▸ Selected extract:
Latency in Incident Response: Manual triage processes are prohibitively time-consuming. Montasari et al. [3] emphasized that without automated mechanisms to cluster and prioritize threats, the window of exposure to cyber risks significantly increases.

To bridge these gaps, this study proposes a hybrid framework that not only classifies known threats but also autonomously groups unknown patterns. The central research question this paper aims to answer is: “How can supervised and unsupervised Machine Learning be synergistically utilized to classify attack origins and cluster hidden threat patterns using IoCs, thereby enhancing cybercrime analytics and mitigating risk?”

1.3. Contributions

This study demonstrates the efficacy of a hybrid machine learning framework that integrates supervised and unsupervised learning to enhance automated threat intelligence. The main contributions of this paper are as follows:

Real-World Distributed Evaluation Dataset: Unlike studies relying on synthetic or outdated traffic, this study validates the proposed framework using a dataset collected directly from a globally distributed honeypot infrastructure, capturing authentic adversarial behaviors and diverse attack vectors from live threat landscapes. The dataset is available on request from the corresponding author, subject to applicable data sharing agreements and institutional data governance policies.

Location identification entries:
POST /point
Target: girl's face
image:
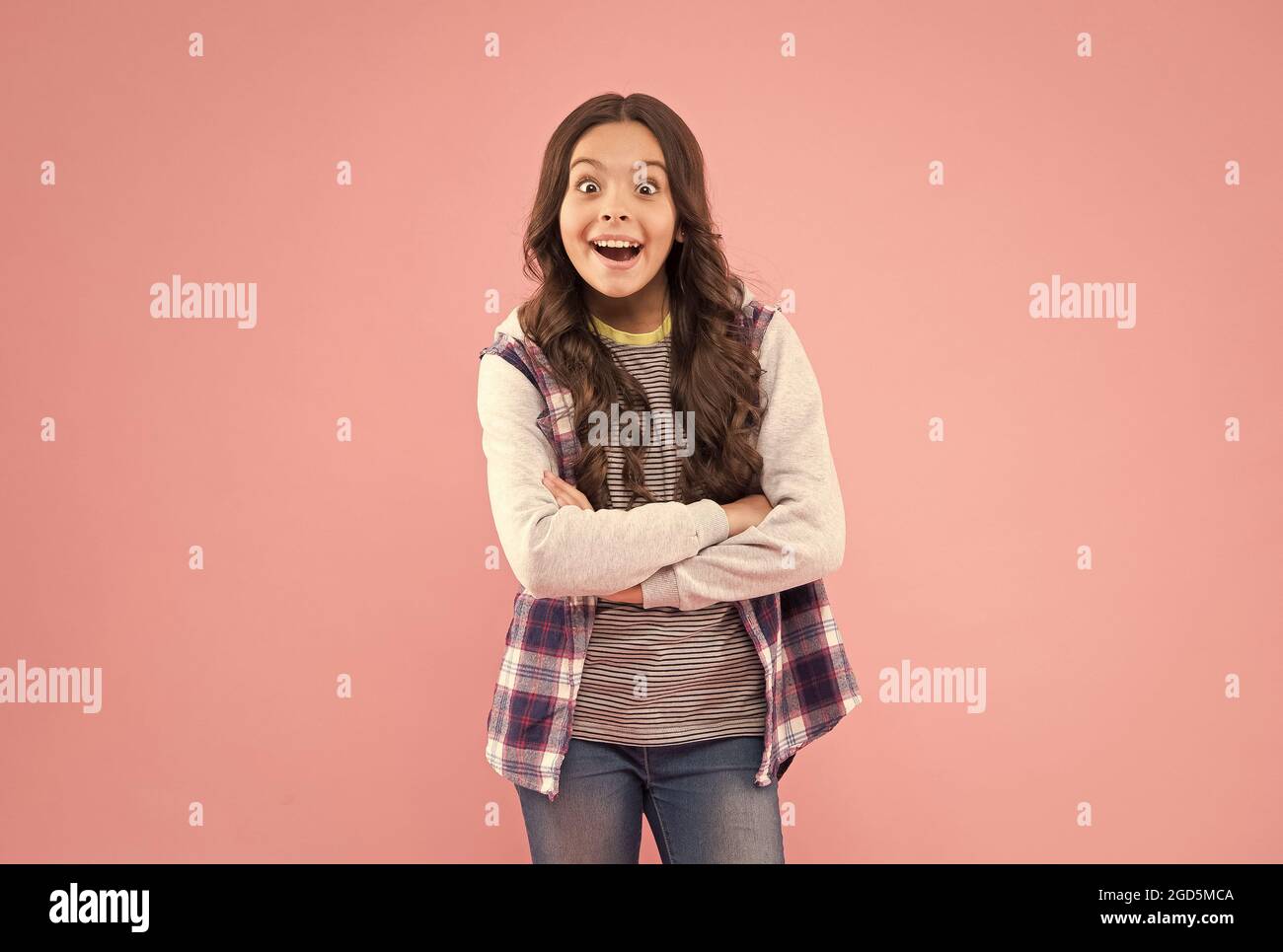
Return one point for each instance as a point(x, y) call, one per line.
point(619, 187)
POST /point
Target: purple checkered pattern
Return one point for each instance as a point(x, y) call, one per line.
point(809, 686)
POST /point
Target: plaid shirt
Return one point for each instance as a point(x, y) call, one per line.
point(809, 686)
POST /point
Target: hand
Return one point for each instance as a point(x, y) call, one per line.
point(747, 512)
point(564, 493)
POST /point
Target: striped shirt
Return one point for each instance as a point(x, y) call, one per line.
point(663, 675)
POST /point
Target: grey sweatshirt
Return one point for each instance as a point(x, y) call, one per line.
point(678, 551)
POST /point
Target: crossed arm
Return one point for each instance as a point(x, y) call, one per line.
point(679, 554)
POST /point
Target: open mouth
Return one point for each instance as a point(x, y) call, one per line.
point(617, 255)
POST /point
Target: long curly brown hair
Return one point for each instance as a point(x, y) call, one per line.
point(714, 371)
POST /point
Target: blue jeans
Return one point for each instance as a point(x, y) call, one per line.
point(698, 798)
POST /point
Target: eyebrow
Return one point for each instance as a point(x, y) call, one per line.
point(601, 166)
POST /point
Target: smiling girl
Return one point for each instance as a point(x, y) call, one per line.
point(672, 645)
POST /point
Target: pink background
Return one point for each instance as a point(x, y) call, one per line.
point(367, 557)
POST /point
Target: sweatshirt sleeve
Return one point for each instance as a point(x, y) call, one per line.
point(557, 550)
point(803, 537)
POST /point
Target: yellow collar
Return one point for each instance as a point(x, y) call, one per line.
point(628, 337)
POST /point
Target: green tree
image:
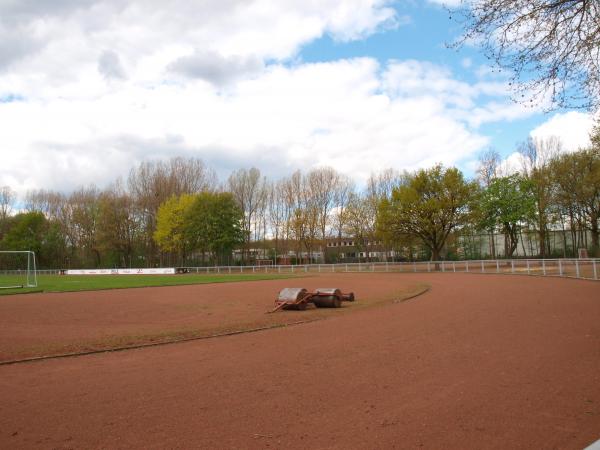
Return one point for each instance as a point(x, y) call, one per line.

▸ What the task requires: Quote the excerpt on the hybrid threat-intelligence framework word for word from "1.3. Contributions" to "data governance policies.". These data were taken from a separate source.

▸ Output for this task:
1.3. Contributions

This study demonstrates the efficacy of a hybrid machine learning framework that integrates supervised and unsupervised learning to enhance automated threat intelligence. The main contributions of this paper are as follows:

Real-World Distributed Evaluation Dataset: Unlike studies relying on synthetic or outdated traffic, this study validates the proposed framework using a dataset collected directly from a globally distributed honeypot infrastructure, capturing authentic adversarial behaviors and diverse attack vectors from live threat landscapes. The dataset is available on request from the corresponding author, subject to applicable data sharing agreements and institutional data governance policies.